* Start *
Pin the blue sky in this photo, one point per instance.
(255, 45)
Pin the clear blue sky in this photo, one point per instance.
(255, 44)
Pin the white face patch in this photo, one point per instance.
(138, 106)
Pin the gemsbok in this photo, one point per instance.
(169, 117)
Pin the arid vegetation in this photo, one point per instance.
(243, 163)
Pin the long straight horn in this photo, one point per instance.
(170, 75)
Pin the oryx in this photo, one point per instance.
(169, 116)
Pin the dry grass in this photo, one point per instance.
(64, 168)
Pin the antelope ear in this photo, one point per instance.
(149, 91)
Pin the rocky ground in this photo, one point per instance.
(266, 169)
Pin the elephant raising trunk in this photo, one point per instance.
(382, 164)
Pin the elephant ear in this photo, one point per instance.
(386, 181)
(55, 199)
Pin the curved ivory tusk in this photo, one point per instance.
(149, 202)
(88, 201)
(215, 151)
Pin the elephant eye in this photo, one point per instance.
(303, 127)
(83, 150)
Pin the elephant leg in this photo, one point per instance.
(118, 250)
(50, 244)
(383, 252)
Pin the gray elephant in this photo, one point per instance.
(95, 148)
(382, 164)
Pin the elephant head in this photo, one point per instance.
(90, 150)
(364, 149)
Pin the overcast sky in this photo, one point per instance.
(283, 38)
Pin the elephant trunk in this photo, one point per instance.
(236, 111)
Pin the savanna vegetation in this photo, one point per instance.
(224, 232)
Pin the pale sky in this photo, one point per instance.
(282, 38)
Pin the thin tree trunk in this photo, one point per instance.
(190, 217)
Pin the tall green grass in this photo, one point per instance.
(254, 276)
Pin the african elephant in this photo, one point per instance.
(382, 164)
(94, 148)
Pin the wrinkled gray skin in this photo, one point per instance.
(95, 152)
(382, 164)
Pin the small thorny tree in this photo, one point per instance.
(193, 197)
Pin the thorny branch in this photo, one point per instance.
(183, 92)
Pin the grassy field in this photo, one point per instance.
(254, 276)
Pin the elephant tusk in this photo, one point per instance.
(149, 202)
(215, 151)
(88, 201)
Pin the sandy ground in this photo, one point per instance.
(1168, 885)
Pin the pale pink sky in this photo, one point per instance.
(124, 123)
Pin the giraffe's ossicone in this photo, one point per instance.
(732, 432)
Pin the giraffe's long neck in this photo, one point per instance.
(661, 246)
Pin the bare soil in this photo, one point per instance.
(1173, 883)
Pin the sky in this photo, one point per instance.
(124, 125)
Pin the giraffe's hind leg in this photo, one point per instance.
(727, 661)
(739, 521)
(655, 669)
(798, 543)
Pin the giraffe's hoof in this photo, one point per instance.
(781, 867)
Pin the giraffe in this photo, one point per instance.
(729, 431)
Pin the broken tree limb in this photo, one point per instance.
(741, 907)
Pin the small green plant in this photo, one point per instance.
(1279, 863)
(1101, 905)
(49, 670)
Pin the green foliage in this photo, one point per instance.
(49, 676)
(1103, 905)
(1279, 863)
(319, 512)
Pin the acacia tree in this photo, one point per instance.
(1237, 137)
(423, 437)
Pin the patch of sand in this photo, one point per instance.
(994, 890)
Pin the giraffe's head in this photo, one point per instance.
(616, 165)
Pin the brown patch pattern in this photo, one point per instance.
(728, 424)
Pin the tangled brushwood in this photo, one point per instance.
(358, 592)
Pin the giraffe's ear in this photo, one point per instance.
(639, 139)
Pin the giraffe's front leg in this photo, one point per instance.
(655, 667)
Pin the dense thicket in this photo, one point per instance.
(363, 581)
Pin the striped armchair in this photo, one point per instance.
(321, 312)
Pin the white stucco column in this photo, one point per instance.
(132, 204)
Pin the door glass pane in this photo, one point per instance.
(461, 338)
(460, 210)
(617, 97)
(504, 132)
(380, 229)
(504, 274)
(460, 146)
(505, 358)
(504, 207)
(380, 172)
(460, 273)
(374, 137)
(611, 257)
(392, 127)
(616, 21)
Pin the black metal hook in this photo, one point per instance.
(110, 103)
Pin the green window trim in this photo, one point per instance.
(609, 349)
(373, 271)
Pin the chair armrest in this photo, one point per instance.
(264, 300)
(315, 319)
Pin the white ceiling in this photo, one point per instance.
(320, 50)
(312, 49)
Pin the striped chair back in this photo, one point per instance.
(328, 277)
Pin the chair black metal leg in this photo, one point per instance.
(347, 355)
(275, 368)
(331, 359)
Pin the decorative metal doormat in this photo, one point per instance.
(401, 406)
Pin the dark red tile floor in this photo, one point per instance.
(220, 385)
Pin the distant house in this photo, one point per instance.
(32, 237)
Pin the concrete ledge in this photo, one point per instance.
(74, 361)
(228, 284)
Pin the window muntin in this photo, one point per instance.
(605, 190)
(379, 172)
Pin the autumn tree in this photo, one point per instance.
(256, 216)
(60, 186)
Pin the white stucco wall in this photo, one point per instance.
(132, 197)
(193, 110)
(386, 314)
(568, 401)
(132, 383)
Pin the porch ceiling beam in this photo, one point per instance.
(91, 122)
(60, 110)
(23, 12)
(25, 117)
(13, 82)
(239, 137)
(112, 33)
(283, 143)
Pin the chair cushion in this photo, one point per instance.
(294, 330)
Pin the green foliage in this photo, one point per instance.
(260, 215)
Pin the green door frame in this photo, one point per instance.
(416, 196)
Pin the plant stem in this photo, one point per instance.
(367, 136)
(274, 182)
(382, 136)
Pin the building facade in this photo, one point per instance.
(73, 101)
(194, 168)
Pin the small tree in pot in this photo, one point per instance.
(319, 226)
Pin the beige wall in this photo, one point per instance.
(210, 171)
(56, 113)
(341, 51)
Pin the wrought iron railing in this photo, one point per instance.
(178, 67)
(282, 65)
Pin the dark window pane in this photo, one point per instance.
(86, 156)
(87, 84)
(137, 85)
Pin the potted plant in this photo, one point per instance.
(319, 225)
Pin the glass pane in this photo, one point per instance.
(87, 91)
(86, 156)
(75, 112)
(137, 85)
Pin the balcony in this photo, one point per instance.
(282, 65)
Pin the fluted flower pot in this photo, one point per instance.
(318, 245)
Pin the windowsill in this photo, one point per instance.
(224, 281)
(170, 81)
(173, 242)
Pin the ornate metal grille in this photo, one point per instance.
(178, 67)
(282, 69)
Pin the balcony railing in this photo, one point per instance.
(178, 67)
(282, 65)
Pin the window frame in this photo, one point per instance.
* End *
Change every "one point per instance" in the listing above to "one point for each instance", and leave all other text as it is.

Pin the blue sky in this photo, one point for each instance.
(255, 45)
Pin the clear blue sky in this photo, one point for each instance.
(255, 44)
Pin the white face patch in this photo, one point for each instance.
(138, 106)
Pin the gemsbok in this photo, one point for each instance.
(169, 117)
Pin the arid vegetation in this photo, one point for each instance.
(243, 163)
Pin the long straight horn in this photo, one point for each instance.
(170, 75)
Pin the oryx in this photo, one point for each instance.
(169, 116)
Pin the dry grass in this photo, one point for each instance.
(64, 168)
Pin the antelope ear in this photo, one point for each instance.
(149, 91)
Pin the rocky ground in this photo, one point for each instance.
(266, 169)
Pin the elephant raising trunk in this photo, one point for each instance.
(382, 164)
Pin the elephant ear in this photo, one point for each instance.
(386, 181)
(55, 199)
Pin the curved ivory tusk in this photo, one point for each instance.
(149, 202)
(88, 201)
(215, 151)
Pin the elephant eye in this photo, one point for each instance.
(303, 127)
(83, 150)
Pin the elephant leg in this photo, one point for each instance.
(118, 250)
(50, 244)
(383, 252)
Pin the gray elephant in this photo, one point for each instance.
(95, 148)
(382, 164)
Pin the elephant head in this photo, one point for each instance.
(90, 150)
(364, 149)
Pin the overcast sky in this photo, one point for each instance.
(283, 38)
Pin the elephant trunk in this photo, one point for each instance.
(236, 111)
Pin the savanna vegetation in this photo, one point for each instance.
(224, 232)
Pin the pale sky in this photo, one point for each instance.
(282, 38)
Pin the thin tree trunk in this photo, one point for each instance.
(190, 217)
Pin the tall green grass in this photo, one point for each instance.
(254, 276)
Pin the african elephant in this photo, one point for each instance.
(382, 164)
(94, 148)
Pin the wrinkled gray skin in this photo, one point for each instance.
(95, 152)
(382, 164)
Pin the small thorny tree in this photo, one point for each instance.
(193, 197)
Pin the thorny branch in this photo, one point for each instance.
(183, 92)
Pin the grassy field in this photo, one point for each instance.
(254, 276)
Pin the elephant tusk in this photo, one point for each instance.
(149, 202)
(215, 151)
(88, 201)
Pin the sandy ground in this photo, one point for each instance.
(1168, 885)
Pin the pale pink sky in this photo, one point for each instance.
(124, 123)
Pin the giraffe's ossicone in this photo, one point for each instance.
(732, 432)
Pin the giraffe's long neck in this photo, one point for each instance.
(661, 246)
Pin the bare soil in this photo, one point for each instance.
(1173, 883)
Pin the sky in this photo, one point for each instance.
(124, 125)
Pin the giraffe's hind leg in this photo, one point for each instance.
(727, 661)
(739, 521)
(655, 669)
(798, 543)
Pin the giraffe's hoof in this photo, one point for each instance.
(781, 867)
Pin the giraffe in this photo, one point for each instance.
(729, 431)
Pin the broken tree limb in this photo, one point for each instance.
(741, 907)
Pin the small green plant in this photo, one point for each instance.
(1279, 863)
(1101, 905)
(49, 670)
Pin the green foliage in this photo, one point for each instance.
(49, 676)
(1103, 905)
(1279, 863)
(319, 512)
Pin the acacia tree in this photo, one point for each instance.
(1237, 137)
(423, 437)
Pin the patch of sand in this photo, one point for each instance.
(994, 890)
Pin the giraffe's head in this photo, one point for each instance.
(616, 165)
Pin the brown patch pattern in this photo, one point for each instance.
(728, 424)
Pin the tangled brushwood in this photo, one point for each instance.
(358, 592)
Pin the giraffe's ear in this photo, one point for each instance.
(639, 139)
Pin the giraffe's front leg in this photo, one point for each instance.
(655, 667)
Pin the dense thicket in this photo, one point for each instance.
(363, 581)
Pin the striped armchair in this photo, one point for each instance.
(321, 312)
Pin the white stucco column in this photo, one point for each instance.
(132, 204)
Pin the door glass pane in this photo, one point for each instance.
(461, 338)
(460, 210)
(617, 97)
(504, 132)
(380, 229)
(504, 274)
(460, 146)
(505, 358)
(504, 207)
(380, 172)
(460, 273)
(374, 137)
(611, 257)
(392, 127)
(616, 21)
Pin the black metal hook in this photo, one point for each instance.
(110, 103)
Pin the green window trim in this photo, one point for each instance.
(609, 349)
(373, 271)
Pin the chair armrest in this photo, one point for each instance.
(264, 300)
(315, 319)
Pin the white ceiling in this photo, one point for each instance.
(320, 50)
(312, 49)
Pin the striped chair back in this photo, one point for each instance.
(328, 277)
Pin the chair black metal leg in this photo, one point for each instance.
(347, 355)
(275, 368)
(331, 359)
Pin the decorative metal doormat in this photo, one point for each instance.
(401, 406)
Pin the dark red tile floor in this photo, one point for each instance.
(220, 385)
Pin the distant house in this photo, one point for each instance.
(32, 237)
Pin the concrete ledge in this photo, one point for each instance.
(74, 361)
(228, 284)
Pin the window muntin in this photo, one point for each instance.
(605, 190)
(379, 172)
Pin the autumn tree in this photo, one point for each instance.
(256, 216)
(60, 186)
Pin the white stucco wall in this photo, one point for each instance.
(132, 197)
(193, 110)
(386, 314)
(568, 401)
(132, 383)
Pin the porch ceiling beam in this photo, one point for each instance.
(91, 122)
(60, 110)
(23, 12)
(25, 117)
(13, 82)
(239, 137)
(112, 33)
(283, 143)
Pin the chair cushion in this photo, one point for each instance.
(294, 330)
Pin the green foliage in this photo, one point for each instance.
(260, 215)
Pin the green door frame in this photo, one point for each instance.
(416, 196)
Pin the plant stem in this photo, one point for each instance.
(367, 136)
(274, 182)
(382, 136)
Pin the building facade in this photo, one point for each instance.
(73, 101)
(194, 168)
Pin the small tree in pot in this photo, one point for each instance.
(319, 226)
Pin the beige wall in this photo, one point for each instance.
(210, 171)
(56, 113)
(341, 51)
Pin the wrought iron railing in this photo, one point for each instance.
(178, 67)
(282, 65)
Pin the dark window pane in this photo, one point for each instance.
(86, 156)
(87, 84)
(137, 85)
Pin the potted plant in this photo, one point for each instance.
(319, 225)
Pin the glass pane in this photo, one point for each instance.
(87, 91)
(86, 156)
(75, 112)
(137, 85)
Pin the balcony in this photo, one point for each instance.
(282, 65)
Pin the fluted flower pot in this photo, one point for each instance.
(318, 245)
Pin the windowsill in this photo, one point for each instance.
(224, 281)
(170, 81)
(173, 242)
Pin the ornate metal grille in this photo, one point for each instance.
(178, 67)
(282, 69)
Pin the balcony railing in this photo, one point for each instance.
(178, 67)
(282, 65)
Pin the window frame in this photo, one point for each instance.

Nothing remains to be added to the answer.